Segment Start: GIVEN INFORMATION
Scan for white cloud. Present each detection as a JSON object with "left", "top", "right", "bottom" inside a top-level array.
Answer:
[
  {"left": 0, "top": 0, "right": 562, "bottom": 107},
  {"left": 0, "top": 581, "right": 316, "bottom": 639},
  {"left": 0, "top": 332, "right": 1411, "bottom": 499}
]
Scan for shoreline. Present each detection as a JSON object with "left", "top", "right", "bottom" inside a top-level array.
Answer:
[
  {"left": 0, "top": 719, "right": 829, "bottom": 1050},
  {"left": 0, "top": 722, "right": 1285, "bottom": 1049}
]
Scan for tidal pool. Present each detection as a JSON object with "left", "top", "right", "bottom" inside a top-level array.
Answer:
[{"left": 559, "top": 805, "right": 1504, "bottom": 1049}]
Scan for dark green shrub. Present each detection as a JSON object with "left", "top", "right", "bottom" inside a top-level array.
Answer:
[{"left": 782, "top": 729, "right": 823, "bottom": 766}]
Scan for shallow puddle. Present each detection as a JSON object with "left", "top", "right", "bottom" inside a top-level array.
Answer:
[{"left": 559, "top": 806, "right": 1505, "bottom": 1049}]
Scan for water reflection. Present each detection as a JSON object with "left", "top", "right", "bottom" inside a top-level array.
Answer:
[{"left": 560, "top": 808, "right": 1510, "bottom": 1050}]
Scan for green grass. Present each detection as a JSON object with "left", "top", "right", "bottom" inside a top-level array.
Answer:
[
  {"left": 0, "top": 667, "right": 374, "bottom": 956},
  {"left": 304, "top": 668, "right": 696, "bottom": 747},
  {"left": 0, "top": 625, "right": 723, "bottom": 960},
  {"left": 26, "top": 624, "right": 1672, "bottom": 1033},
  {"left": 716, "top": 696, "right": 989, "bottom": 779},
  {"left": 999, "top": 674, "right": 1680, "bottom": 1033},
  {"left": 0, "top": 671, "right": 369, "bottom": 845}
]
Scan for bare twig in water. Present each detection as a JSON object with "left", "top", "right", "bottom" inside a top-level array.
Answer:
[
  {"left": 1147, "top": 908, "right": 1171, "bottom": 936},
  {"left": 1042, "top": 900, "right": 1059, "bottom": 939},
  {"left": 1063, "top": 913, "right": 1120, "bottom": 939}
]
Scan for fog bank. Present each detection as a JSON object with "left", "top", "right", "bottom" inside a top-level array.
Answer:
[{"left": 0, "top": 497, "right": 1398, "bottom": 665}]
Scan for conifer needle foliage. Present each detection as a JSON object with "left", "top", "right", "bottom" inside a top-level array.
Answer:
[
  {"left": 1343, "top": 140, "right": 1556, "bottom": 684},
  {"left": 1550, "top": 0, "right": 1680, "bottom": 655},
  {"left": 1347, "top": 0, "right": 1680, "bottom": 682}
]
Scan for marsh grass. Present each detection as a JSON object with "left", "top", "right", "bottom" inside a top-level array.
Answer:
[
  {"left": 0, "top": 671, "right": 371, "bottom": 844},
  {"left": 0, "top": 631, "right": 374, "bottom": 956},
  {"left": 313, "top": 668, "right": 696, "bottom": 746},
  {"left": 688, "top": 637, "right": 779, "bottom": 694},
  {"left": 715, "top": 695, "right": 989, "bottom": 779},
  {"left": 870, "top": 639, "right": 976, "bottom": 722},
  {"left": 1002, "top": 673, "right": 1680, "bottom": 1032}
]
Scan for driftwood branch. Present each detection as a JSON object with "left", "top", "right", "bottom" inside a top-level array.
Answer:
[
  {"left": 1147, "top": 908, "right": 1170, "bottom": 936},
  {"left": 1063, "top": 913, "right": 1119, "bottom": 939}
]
Segment End: GIVEN INFORMATION
Segment Start: GIVEN INFORMATION
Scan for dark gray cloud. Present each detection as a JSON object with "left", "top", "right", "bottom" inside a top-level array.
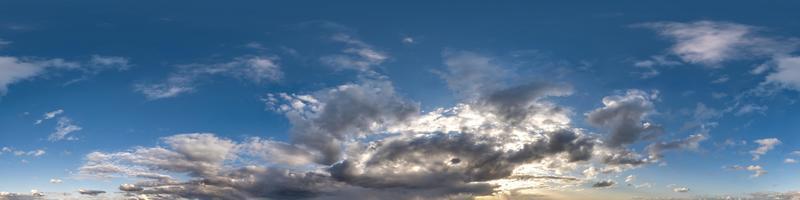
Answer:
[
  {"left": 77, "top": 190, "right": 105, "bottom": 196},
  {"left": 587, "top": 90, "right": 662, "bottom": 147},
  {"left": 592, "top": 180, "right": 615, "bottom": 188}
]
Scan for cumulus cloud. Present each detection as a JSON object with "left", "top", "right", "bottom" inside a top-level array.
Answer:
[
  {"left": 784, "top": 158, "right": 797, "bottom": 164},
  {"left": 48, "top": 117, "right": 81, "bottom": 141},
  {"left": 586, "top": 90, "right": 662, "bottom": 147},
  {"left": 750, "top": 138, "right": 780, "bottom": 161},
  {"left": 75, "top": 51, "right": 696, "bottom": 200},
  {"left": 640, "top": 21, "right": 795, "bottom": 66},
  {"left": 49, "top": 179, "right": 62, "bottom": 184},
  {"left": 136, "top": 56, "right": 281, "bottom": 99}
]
Segment End: GIVEN INFORMATION
(WORK REQUEST)
Each line above where the word "grass" occurs should be returned in full.

(TASK RESPONSE)
Scan for green grass. Present each detection as a JSON object with "left", "top", "right", "bottom" inside a top-level array.
Scan for marsh grass. Present each detection as a JSON object with "left", "top", "right", "bottom" inside a top-level array.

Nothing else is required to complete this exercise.